## DOCUMENT PASSAGE
-.-.-
Each parallel slot reserves ctx-size × 2 × n_layers × head_dim bytes of VRAM for KV cache. At --ctx-size 8192 with a 7B model, each slot costs ~500 MB.

# 4 parallel slots at 8k context on 8GB VRAM — tight but workable
--parallel 4 --ctx-size 8192 --n-gpu-layers 30

# 2 parallel slots at 16k context — better for long documents
--parallel 2 --ctx-size 16384 --n-gpu-layers 32

Enable Flash Attention (RTX 30xx/40xx only)

# Cuts KV cache VRAM by ~50% on supported hardware
./llama-server \
  --model ./models/qwen2.5-7b-instruct-q4_k_m.gguf \
  --n-gpu-layers 35 \
  --ctx-size 16384 \
  --parallel 4 \
  --flash-attn \
  --chat-template qwen2 \
  --port 8080

Step 6: Run as a Systemd Service (Production)

# /etc/systemd/system/llama-server.service
sudo tee /etc/systemd/system/llama-server.service > /dev/null <<EOF
[Unit]
Description=llama.cpp OpenAI-compatible server
After=network.target

[Service]
Type=simple
User=ubuntu
ExecStart=/opt/llama-cpp/llama-server \
  --model /opt/models/qwen2.5-7b-instruct-q4_k_m.gguf \
  --host 0.0.0.0 \
  --port 8080 \
  --n-gpu-layers 35 \
  --ctx-size 8192 \
  --parallel 4 \
  --flash-attn \
  --chat-template qwen2 \
  --log-disable
Restart=on-failure
RestartSec=5

[Install]
WantedBy=multi-user.target
EOF

sudo systemctl daemon-reload
sudo systemctl enable --now llama-server
sudo systemctl status llama-server

Expected output: Active: active (running) with the PID shown.
-.-.-
## QUESTIONS ON THE MATERIAL
A: Please list every flag passed to ./llama-server in the llama.cpp server guide's command under "Enable Flash Attention (RTX 30xx/40xx only)".
B: Write the next part of the llama.cpp server guide, picking up after its last line.
These records have no connection to the llama.cpp server guide.

## Dataset excerpts
-.-.-
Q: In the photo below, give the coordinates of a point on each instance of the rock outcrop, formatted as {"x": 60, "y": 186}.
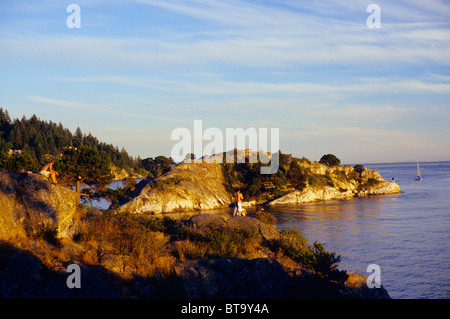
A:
{"x": 186, "y": 187}
{"x": 24, "y": 274}
{"x": 346, "y": 185}
{"x": 29, "y": 200}
{"x": 200, "y": 186}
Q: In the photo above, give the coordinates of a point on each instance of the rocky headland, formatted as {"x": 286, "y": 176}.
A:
{"x": 201, "y": 186}
{"x": 122, "y": 254}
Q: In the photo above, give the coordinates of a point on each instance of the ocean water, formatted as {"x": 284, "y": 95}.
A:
{"x": 407, "y": 235}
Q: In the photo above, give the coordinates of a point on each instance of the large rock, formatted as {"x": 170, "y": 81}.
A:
{"x": 186, "y": 187}
{"x": 346, "y": 185}
{"x": 28, "y": 200}
{"x": 204, "y": 222}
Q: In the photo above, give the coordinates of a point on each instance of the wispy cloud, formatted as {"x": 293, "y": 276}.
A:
{"x": 91, "y": 107}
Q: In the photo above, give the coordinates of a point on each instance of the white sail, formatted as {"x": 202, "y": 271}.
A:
{"x": 419, "y": 175}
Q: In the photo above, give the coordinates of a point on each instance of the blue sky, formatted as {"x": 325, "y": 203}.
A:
{"x": 136, "y": 70}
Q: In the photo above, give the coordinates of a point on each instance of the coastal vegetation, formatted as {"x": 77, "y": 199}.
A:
{"x": 28, "y": 144}
{"x": 293, "y": 174}
{"x": 152, "y": 246}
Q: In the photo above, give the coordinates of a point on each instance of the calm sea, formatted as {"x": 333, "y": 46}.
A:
{"x": 407, "y": 235}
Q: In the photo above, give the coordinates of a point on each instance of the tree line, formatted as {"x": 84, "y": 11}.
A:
{"x": 28, "y": 144}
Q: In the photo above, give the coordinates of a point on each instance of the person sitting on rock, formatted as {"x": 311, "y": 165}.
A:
{"x": 48, "y": 171}
{"x": 238, "y": 210}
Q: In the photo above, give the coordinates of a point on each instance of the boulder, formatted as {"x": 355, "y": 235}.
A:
{"x": 186, "y": 187}
{"x": 204, "y": 222}
{"x": 29, "y": 200}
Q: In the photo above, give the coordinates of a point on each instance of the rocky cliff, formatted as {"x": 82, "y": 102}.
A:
{"x": 344, "y": 183}
{"x": 37, "y": 271}
{"x": 200, "y": 186}
{"x": 186, "y": 187}
{"x": 30, "y": 200}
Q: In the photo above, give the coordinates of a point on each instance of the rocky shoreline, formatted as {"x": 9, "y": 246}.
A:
{"x": 35, "y": 267}
{"x": 200, "y": 186}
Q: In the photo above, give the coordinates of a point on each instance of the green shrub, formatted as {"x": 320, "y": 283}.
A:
{"x": 266, "y": 217}
{"x": 293, "y": 245}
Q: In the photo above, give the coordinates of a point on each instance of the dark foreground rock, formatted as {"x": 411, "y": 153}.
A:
{"x": 29, "y": 200}
{"x": 23, "y": 275}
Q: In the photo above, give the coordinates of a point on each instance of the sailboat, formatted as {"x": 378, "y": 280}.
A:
{"x": 419, "y": 175}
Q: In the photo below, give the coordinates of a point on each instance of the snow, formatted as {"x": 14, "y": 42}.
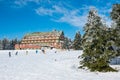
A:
{"x": 62, "y": 65}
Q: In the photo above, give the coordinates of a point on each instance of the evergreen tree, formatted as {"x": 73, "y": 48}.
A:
{"x": 115, "y": 15}
{"x": 77, "y": 41}
{"x": 12, "y": 43}
{"x": 67, "y": 43}
{"x": 5, "y": 44}
{"x": 95, "y": 46}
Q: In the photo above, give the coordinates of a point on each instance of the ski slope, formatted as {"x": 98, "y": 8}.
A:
{"x": 62, "y": 65}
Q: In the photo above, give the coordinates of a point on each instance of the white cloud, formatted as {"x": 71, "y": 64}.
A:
{"x": 21, "y": 3}
{"x": 70, "y": 16}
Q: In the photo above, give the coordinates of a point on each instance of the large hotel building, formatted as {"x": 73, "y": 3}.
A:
{"x": 37, "y": 40}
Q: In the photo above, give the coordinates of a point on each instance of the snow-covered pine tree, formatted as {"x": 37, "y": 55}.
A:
{"x": 95, "y": 50}
{"x": 115, "y": 15}
{"x": 67, "y": 43}
{"x": 77, "y": 41}
{"x": 5, "y": 44}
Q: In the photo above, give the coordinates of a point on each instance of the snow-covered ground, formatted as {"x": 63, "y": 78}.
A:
{"x": 62, "y": 65}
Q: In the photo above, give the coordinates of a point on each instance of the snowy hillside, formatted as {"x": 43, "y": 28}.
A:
{"x": 62, "y": 65}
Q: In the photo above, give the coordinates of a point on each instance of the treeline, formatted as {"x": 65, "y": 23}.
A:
{"x": 101, "y": 43}
{"x": 6, "y": 44}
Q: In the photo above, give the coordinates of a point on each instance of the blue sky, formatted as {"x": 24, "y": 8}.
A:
{"x": 18, "y": 17}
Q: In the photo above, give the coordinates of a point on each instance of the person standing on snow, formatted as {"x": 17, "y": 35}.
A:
{"x": 9, "y": 54}
{"x": 16, "y": 53}
{"x": 36, "y": 51}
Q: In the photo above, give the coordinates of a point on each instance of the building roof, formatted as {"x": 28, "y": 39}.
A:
{"x": 55, "y": 33}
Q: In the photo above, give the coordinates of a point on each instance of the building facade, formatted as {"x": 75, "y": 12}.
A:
{"x": 36, "y": 40}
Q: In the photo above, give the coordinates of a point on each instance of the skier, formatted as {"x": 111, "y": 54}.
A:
{"x": 16, "y": 53}
{"x": 9, "y": 54}
{"x": 26, "y": 52}
{"x": 43, "y": 51}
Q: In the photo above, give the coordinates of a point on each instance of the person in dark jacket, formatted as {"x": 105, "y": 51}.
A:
{"x": 9, "y": 54}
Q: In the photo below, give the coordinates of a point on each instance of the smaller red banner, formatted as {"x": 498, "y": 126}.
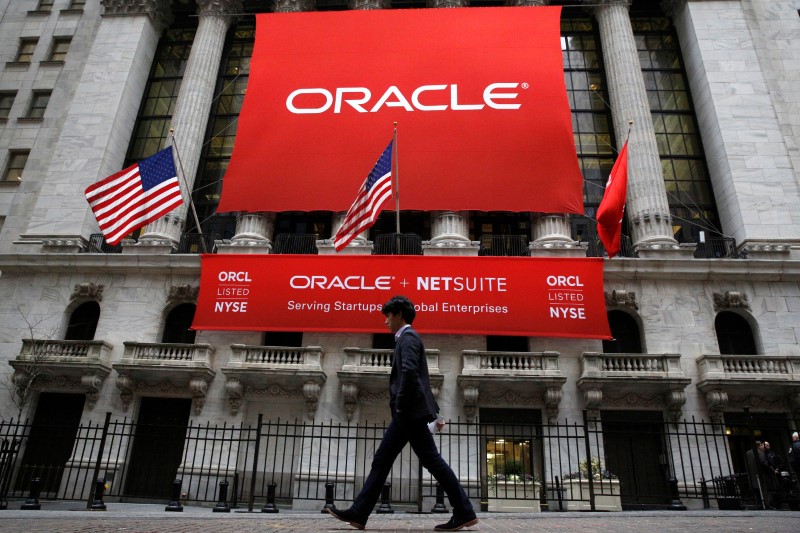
-.-.-
## ANSWERS TO THE PROBLEMS
A: --model, --n-gpu-layers, --ctx-size, --parallel, --flash-attn, --chat-template, --port

B:
Verification

# Health check — returns 200 OK when server is ready
curl -s http://localhost:8080/health | python3 -m json.tool

# Model info — confirms loaded model name and context size
curl -s http://localhost:8080/v1/models | python3 -m json.tool

# Metrics — Prometheus-compatible endpoint
curl -s http://localhost:8080/metrics | grep llama

You should see:

{ "status": "ok" }

And a /v1/models response listing your GGUF filename as the model ID.

llama.cpp Server vs Alternatives

	llama.cpp server	Ollama	vLLM
Binary size	~30 MB	~200 MB + daemon	Python + torch (~8 GB)
GPU required	No (CPU fallback)	No	Yes (A10G+ recommended)
OpenAI-compatible	✅	✅	✅
Multi-model	❌ (one at a time)	✅	✅
KV cache quant	✅ Q8, Q4	❌	✅ fp8
LoRA at runtime	✅ `--lora` flag	❌	✅
Pricing (self-hosted, AWS g4dn.xlarge)	~$0.526/hr	~$0.526/hr	~$0.526/hr
Overhead above bare metal	< 1%	~5%	~10%

Choose llama.cpp server if: you want a single binary with no runtime dependencies, direct GGUF control, or LoRA hot-swapping.
Choose Ollama if: you want model library management, automatic updates, and a simple ollama pull workflow.
Choose vLLM if: you're running throughput benchmarks at scale on A100/H100 hardware with PagedAttention.

What You Learned

llama-server exposes /v1/chat/completions and /v1/completions — drop-in replacement for OpenAI endpoints
--n-gpu-layers controls GPU offload; start high and reduce by 5 if you hit OOM
--chat-template must match the model family — wrong template produces incoherent output
--parallel × --ctx-size determines VRAM cost; use Flash Attention (--flash-attn) to halve KV cache memory

Tested on llama.cpp b5082, CUDA 12.4, Ubuntu 24.04, RTX 4080 16GB and M2 Max 32GB.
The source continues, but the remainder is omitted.